++++ Data under study ++++

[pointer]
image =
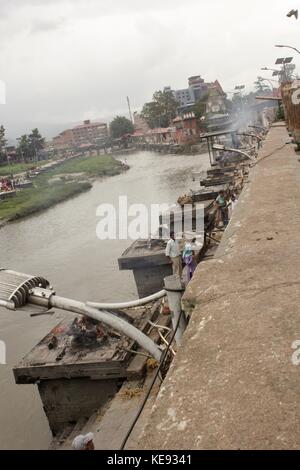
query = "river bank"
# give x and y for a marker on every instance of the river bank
(59, 184)
(61, 244)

++++

Exercise aim — Give the data above again, exactly, with every picture removed.

Response box —
[pointer]
image =
query = "river bank"
# give x and y for a marker on every instance of the river bank
(59, 184)
(61, 244)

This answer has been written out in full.